• Tasks for this exercise:
• 1. Set down the smartphone shipments passage word for word, starting at "What’s choking the" and ending at "and softening demand.".
• 2. Pick up the article on the 2026 smartphone shipment decline after its last sentence and write the next part.

• Excerpt:
****************************************
The smartphone industry is about to have its worst year on record, and it is not particularly close.
Counterpoint Research projects global smartphone shipments will plummet 13.9% in 2026, landing at roughly 1.08 billion units. That would make it the steepest annual decline the market has ever seen. IDC arrived at a nearly identical forecast, pegging shipments at approximately 1.09 billion units, a decline of the same magnitude.
What’s choking the supply chain
The culprit is a familiar one with a new twist: memory chips. Specifically, DRAM and NAND flash, the components that let your phone store data and run applications, are in critically short supply.
Two forces are squeezing supply simultaneously. First, artificial intelligence applications are devouring memory chips at an unprecedented rate. Every AI model, every on-device inference engine, every data center expansion is competing for the same pool of DRAM and NAND that smartphone makers need. Second, geopolitical disruptions related to the Iran war have further complicated an already strained global supply chain.
The shortage was already visible in Q1 2026, when smartphone shipments fell 6% year-on-year. Weak consumer sentiment compounded the problem, creating a double hit of constrained supply and softening demand.
This is actually worse than what analysts expected just a few months ago. Back in February, Counterpoint had forecast a decline of 12.4%. Revising that figure upward by 1.5 percentage points in a matter of months suggests conditions deteriorated faster than anyone anticipated.
Winners and losers in a shrinking market
Not every phone maker is feeling the pain equally. The shortages are hitting budget and mid-range manufacturers hardest, which makes intuitive sense. When component costs rise, building a $150 phone on razor-thin margins becomes nearly impossible.
Chinese brands like Transsion, Xiaomi, and Honor are facing significant drops in units sold. These companies built their empires on affordable devices sold in massive volumes across emerging markets. A memory chip shortage that inflates component prices is an existential threat to that business model.
****************************************
• Record excerpts:
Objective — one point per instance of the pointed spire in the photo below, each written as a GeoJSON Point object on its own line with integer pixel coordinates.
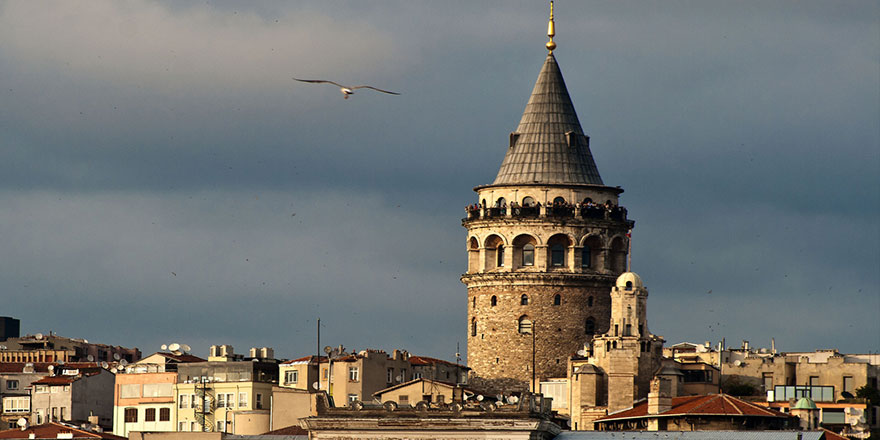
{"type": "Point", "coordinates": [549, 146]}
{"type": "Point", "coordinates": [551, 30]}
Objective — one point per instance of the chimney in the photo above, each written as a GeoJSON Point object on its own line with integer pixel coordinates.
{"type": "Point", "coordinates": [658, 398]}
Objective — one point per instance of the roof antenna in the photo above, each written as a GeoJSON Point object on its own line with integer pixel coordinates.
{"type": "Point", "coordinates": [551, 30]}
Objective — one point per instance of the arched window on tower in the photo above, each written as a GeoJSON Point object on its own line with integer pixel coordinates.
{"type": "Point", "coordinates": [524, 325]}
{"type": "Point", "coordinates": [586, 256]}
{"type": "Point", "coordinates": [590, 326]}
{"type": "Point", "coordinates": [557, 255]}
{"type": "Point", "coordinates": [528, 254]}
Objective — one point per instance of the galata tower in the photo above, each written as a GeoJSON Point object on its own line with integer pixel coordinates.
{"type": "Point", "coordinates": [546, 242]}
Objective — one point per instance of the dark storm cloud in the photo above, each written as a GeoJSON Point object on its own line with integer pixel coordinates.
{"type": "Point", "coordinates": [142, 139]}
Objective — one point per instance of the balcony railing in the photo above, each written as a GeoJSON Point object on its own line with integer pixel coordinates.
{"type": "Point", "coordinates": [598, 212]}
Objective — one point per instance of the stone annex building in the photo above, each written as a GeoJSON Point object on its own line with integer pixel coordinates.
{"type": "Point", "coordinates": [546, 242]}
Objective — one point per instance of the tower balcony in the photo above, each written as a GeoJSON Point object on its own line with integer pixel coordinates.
****************************************
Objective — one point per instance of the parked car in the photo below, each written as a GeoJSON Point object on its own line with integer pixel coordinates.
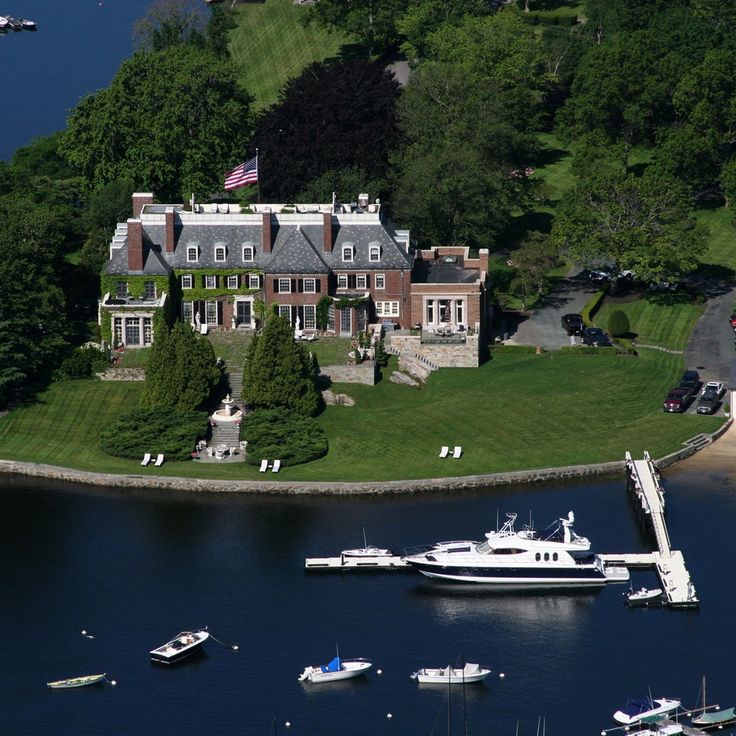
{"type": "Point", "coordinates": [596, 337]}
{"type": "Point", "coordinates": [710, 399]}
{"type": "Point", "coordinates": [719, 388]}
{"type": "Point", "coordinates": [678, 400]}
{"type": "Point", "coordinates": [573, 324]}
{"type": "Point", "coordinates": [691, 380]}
****************************************
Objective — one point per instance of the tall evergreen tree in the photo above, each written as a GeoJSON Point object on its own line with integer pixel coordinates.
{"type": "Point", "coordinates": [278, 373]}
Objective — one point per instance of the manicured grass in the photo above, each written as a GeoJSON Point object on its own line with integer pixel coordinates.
****************************************
• Answers to this exercise:
• 1.
What’s choking the supply chain
The culprit is a familiar one with a new twist: memory chips. Specifically, DRAM and NAND flash, the components that let your phone store data and run applications, are in critically short supply.
Two forces are squeezing supply simultaneously. First, artificial intelligence applications are devouring memory chips at an unprecedented rate. Every AI model, every on-device inference engine, every data center expansion is competing for the same pool of DRAM and NAND that smartphone makers need. Second, geopolitical disruptions related to the Iran war have further complicated an already strained global supply chain.
The shortage was already visible in Q1 2026, when smartphone shipments fell 6% year-on-year. Weak consumer sentiment compounded the problem, creating a double hit of constrained supply and softening demand.

• 2.
Meanwhile, Apple and Samsung are actually gaining market share during the downturn. Premium device makers can absorb higher component costs more easily because their margins are fatter to begin with. A $50 increase in memory costs is a rounding error on a $1,200 iPhone. On a $120 Transsion handset, it is a dealbreaker.
OEMs are delaying new product launches or scrapping entry-level models entirely, choosing instead to focus on premium devices where margins justify the elevated input costs.
Why this matters beyond smartphones
The smartphone decline is a symptom of a much larger reallocation happening across the semiconductor industry. AI’s insatiable appetite for memory is fundamentally reshaping who gets chips and at what price.
IDC expects supply constraints to persist well into 2027, forecasting a further 1.1% decline in shipments that year. Memory chip shortages extending through the second half of 2027 means this is not a temporary blip.
For investors monitoring the tech sector, the implications cut in two directions. Companies heavily dependent on smartphone volume, particularly component suppliers, contract manufacturers, and budget phone makers, face a prolonged revenue squeeze. Revenue growth projections for firms tied to consumer electronics volumes may need significant downward revision.
On the flip side, the very shortage crushing smartphone shipments creates opportunities elsewhere. Memory chip producers like Samsung’s semiconductor division and SK Hynix are seeing prices rise alongside AI-driven demand.